* Instruction A *
According to the IceGatherer pruning issue below, what are the drawbacks of keeping all host, reflexive and relay candidates "hot" continuously?
* Instruction B *
Write the next part of the IceGatherer pruning issue, picking up after its last sentence.

* Selected excerpt *
When is an IceGatherer allowed to prune host, reflexive and relay candidates? #174

Closed
robin-raymond opened this Issue Feb 6, 2015 · 7 comments

Projects

None yet

3 participants

@robin-raymond
Contributor

Issue:
An IceGatherer is responsible for gathering potential host, reflexive and relay candidates but it's unclear when host, reflexive or relay candidates can/should be pruned because outstanding "offers" to connect might exist at any point in time.

Scenario A:

  1. Alice sends out her IceGatherer candidates where 1 to N remote sessions might reply back (i.e. forking)
  2. Alice begins connectivity checks with the first remote session where local candidates are eliminated when checks to remote candidates fail (or are deemed of less priority).

Scenario B:

  1. Alice had a single IceGatherer with multiple IceTransports connected with several remote IceTransports (i.e. forking)
  2. Another fork appears (or an existing fork goes down and needs a restart), the IceGatherer need to warm up again and gather a new set of host, reflexive and relay candidates to exchange with the new fork for an unknown period of time.

Concerns:
a) Alice cannot prune candidates from the IceGatherer based upon the elimination of candidates from the first session because a second session might be successful with those same local candidates;
b) Alice cannot even reasonably be sure new remote candidates might arrive a bit later on an existing IceTransport where those candidates (host, reflexive or relay candidates) might be required for connectivity against these new remote candidates (i.e. "end of remote candidates (for now)" is unclear);
c) Keeping all host, reflexive and relay candidates "hot" continuously is not desirable because it causes firewall pinholes to remain needlessly active, TURN resources to be consumed, and expensive interfaces like 3G/4G drain mobile batteries for the sake of STUN/TURN maintenance packets;
d) Creating a new IceGatherer per forked IceTransport is needlessly wasteful when a single IceGatherer would be sufficient;

Possible solutions:
(a) IceGatherer is told to "gather()" with a prune timeout, and candidates remain warm until the timeout has completed (and can be optionally extended by gather() again with another future timeout before the last timeout completes).

* Records provided *
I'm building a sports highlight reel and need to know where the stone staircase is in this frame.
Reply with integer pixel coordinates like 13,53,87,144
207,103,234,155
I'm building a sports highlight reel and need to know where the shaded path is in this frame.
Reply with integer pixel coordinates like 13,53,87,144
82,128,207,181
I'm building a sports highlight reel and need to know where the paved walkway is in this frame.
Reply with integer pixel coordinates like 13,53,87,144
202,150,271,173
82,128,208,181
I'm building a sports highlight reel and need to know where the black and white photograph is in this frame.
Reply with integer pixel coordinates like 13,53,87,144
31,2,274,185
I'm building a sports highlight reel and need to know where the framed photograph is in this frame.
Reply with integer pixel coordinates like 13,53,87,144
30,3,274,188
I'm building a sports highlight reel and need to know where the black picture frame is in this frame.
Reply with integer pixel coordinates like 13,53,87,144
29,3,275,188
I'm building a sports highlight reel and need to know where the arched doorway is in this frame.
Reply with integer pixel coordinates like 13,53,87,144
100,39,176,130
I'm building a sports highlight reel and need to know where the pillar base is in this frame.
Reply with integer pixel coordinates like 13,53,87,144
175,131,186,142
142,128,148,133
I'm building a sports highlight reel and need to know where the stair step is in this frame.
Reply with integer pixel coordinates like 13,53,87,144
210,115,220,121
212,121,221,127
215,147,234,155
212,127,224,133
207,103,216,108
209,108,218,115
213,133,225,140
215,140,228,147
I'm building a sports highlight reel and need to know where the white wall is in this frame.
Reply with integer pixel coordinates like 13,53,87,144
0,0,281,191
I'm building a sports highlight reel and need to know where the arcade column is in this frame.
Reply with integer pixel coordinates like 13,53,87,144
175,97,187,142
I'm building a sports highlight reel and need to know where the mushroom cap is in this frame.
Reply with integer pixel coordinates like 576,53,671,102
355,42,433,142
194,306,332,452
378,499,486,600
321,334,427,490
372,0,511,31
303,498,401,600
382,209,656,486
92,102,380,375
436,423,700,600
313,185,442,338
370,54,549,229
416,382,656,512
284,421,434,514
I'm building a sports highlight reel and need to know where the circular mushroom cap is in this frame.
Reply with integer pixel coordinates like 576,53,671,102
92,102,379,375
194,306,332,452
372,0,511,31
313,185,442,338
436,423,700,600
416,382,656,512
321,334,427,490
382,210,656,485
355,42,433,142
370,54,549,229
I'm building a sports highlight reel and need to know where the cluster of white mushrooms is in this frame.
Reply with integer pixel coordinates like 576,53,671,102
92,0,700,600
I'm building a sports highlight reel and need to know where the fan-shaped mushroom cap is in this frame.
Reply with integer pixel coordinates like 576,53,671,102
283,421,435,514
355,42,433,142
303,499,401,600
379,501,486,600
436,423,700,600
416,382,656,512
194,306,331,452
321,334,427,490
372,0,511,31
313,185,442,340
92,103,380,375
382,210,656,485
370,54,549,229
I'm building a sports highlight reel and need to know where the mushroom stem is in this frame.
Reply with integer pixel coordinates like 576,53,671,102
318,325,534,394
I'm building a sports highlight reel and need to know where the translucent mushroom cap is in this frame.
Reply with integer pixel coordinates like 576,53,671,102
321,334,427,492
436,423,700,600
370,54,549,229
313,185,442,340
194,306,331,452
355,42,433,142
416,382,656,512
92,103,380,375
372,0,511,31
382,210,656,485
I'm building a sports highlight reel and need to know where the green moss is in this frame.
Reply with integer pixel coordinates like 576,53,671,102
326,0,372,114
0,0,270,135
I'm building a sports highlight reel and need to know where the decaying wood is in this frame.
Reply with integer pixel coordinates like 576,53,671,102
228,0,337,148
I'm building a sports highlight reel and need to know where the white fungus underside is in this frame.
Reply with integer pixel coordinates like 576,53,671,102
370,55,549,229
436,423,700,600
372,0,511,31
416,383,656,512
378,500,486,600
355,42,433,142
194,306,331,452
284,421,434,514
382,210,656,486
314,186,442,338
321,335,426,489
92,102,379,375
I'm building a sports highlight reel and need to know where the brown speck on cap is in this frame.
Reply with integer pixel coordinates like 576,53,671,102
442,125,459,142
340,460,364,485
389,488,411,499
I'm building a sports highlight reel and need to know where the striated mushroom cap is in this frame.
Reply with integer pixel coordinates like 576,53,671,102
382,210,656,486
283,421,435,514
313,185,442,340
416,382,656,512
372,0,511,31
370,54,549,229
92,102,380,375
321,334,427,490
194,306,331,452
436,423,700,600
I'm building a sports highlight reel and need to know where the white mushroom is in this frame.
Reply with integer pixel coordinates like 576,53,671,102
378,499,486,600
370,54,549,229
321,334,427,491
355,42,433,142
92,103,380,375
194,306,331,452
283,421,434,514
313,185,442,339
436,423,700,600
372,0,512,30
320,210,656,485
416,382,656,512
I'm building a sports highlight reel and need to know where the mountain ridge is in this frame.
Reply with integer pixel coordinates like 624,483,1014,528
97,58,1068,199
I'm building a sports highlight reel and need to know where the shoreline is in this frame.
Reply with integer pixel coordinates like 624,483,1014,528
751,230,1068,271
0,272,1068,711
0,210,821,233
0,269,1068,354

* Expected output A *
It keeps firewall pinholes needlessly active, consumes TURN resources, and drains mobile batteries on 3G/4G interfaces through STUN/TURN maintenance packets.

* Expected output B *
(b) IceGatherer keeps all host, reflexive and relay candidates "hot" until a "IceGatherer.prune()" method is called where it's now allowed to prune out any non-warm candidates (i.e. candidates that have not sent or received checks / data within a standard ICE consent timeout).
(c) IceGatherer keeps all host, reflexive and relay candidates "hot" so long as a single incomplete IceTransport is attached to the IceGatherer, i.e. keeping the IceGatherer warm could be done by keeping an unused IceTransport around until it's disposed.

I personally prefer solution (a) or (b). The good thing about (a) is that the IceGatherer will prune at some point if nothing is done and can also be extended and the remote side can be guarantee a timeframe for which received candidates are valid. But (a) also has a bad point of not being able to prune at absolute time points (although gather() with immediate timeout would accomplish this). The API surface would require IceGatherer.gather() to accept an optional timeout parameter.

Solution (b) allows for absolute control of when IceGatherer candidates can be pruned but pruning requires active intervention or candidates will remain needlessly "hot". The API surface would need an additional IceGatherer.prune() method.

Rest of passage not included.